## CONSIGNE ÉCRITE 1
Présente en tableau Markdown les lignes des données recueillies, en commençant par celle qui contient « of the white » et en terminant par la dernière, toutes deux comprises. Utilise les colonnes « N° » pour le numéro et « Texte » pour la ligne, sans reprendre les lignes vides.

## TEXTE À LIRE
Talma dans « L'Ecole des Vieillards ». – Une lettre de lui. – Origine de son nom et de sa famille. – Tamerlan à la pension Verdier. – Début de Talma. – Conseils de Dugazon. – Autres conseils de Shakespeare. – Opinion des critiques de l'époque sur le débutant. – Passion de Talma pour son art.

L'Ecole des Vieillards eut un immense succès. Un duel fatal, qui venait d'avoir lieu dans des conditions à peu près pareilles à celles où se trouvaient Danville et le duc, donna à la pièce une de ces couleurs d'à-propos que saisit avec tant d'empressement le public parisien.
C'est qu'il faut le dire aussi, jamais peut-être Talma n'avait été plus beau ; il est impossible de rendre avec une voix plus émouvante les différentes nuances de ce rôle de vieillard amoureux et trahi comme Danville.
Oh ! l'admirable instrument que la voix chez un acteur qui sait s'en servir ! Comme la voix de Talma était caressante au premier acte ! comme elle était impatiente au second, inquiète au troisième, menaçante au quatrième, abattue au cinquième !
Le rôle est doux, noble, charmant, bien complet d'un bout à l'autre. Comme ce coeur de vieillard aime bien à la fois Hortense en père et en amant ! Comme, tout en plaignant la femme qui se laisse prendre, folle alouette, au miroir de la jeunesse et au ramage de la coquetterie, il dédaigne cet homme qui plaît, on ne sait pourquoi, hélas ! parce que, dans le coeur de toute jeune fille, il y a un côté vulnérable et ouvert aux vulgaires amours !

## CONSIGNE ÉCRITE 2
Prolonge le texte sur Talma dans L'École des Vieillards en écrivant la suite de son dernier paragraphe.

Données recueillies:
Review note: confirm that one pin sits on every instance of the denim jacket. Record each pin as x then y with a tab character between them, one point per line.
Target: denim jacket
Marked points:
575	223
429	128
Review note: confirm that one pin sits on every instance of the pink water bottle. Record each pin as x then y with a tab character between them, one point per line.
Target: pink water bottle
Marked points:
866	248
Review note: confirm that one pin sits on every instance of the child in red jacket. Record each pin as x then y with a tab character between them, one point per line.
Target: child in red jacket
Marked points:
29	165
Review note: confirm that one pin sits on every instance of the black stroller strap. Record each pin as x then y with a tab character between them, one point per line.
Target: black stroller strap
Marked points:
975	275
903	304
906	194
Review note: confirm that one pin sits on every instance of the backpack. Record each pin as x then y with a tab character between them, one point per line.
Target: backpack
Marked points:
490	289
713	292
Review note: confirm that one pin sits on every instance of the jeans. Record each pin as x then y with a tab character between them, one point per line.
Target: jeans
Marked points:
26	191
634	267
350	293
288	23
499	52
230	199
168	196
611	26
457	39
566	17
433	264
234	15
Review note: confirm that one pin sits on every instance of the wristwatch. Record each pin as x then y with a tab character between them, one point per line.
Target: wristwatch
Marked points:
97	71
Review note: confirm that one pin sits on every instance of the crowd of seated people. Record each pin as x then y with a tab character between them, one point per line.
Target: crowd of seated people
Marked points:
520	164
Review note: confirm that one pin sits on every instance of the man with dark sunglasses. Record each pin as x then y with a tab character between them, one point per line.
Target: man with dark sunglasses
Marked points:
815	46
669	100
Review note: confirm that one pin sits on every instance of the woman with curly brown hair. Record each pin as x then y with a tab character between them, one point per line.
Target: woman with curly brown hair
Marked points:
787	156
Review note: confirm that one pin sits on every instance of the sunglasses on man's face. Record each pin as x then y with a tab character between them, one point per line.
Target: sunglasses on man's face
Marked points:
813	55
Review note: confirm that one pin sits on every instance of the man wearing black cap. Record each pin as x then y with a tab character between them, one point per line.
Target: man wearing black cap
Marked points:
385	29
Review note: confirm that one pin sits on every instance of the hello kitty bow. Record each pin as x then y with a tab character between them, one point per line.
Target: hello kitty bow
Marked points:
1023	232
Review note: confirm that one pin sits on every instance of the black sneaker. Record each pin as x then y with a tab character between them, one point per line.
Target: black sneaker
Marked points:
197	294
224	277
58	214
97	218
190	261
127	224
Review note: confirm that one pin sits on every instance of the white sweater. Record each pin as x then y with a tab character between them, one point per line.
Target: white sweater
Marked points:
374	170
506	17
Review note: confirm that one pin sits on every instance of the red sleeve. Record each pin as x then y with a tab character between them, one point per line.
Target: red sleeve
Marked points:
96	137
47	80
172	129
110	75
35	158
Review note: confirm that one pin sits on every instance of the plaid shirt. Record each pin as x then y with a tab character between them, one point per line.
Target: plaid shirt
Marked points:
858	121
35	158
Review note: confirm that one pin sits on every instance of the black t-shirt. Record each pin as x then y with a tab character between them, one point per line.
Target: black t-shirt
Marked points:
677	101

## RÉPONSE ÉCRITE 1
| N° | Texte |
|---|---|
| 1 | Review note: confirm that one pin sits on every instance of the white sweater. Record each pin as x then y with a tab character between them, one point per line. |
| 2 | Target: white sweater |
| 3 | Marked points: |
| 4 | 374	170 |
| 5 | 506	17 |
| 6 | Review note: confirm that one pin sits on every instance of the red sleeve. Record each pin as x then y with a tab character between them, one point per line. |
| 7 | Target: red sleeve |
| 8 | Marked points: |
| 9 | 96	137 |
| 10 | 47	80 |
| 11 | 172	129 |
| 12 | 110	75 |
| 13 | 35	158 |
| 14 | Review note: confirm that one pin sits on every instance of the plaid shirt. Record each pin as x then y with a tab character between them, one point per line. |
| 15 | Target: plaid shirt |
| 16 | Marked points: |
| 17 | 858	121 |
| 18 | 35	158 |
| 19 | Review note: confirm that one pin sits on every instance of the black t-shirt. Record each pin as x then y with a tab character between them, one point per line. |
| 20 | Target: black t-shirt |
| 21 | Marked points: |
| 22 | 677	101 |

## RÉPONSE ÉCRITE 2
Le rôle de la femme est bien loin de valoir celui de l'homme. Hortense est- elle coquette, ou ne l'est-elle pas ? Aime-t-elle le duc, ou ne l'aime-t-elle pas ? C'est une faute grave que la situation ne soit pas mieux dessinée, et voici en quoi c'est une faute :
Au quatrième acte, Hortense, qui cause, à une heure du matin, dans un salon avec le duc, fait cacher ce dernier au bruit des pas de son mari. Or, j'en appelle à toutes les femmes : une femme, à quelque heure du jour ou de la nuit qu'elle soit surprise par son mari, avec un homme qu'elle n'aime pas, ne fait pas cacher cet homme.
Hortense aime donc le duc, puisqu'elle le fait cacher.
Si Hortense aime le duc, elle est bien ingrate ; car il est impossible de comprendre, en voyant le mari si bon, si prévenant, si jeune sous ses cheveux blancs ; il est impossible de comprendre qu'une femme honnête aime un instant un homme aussi nul que le duc d'Elmar.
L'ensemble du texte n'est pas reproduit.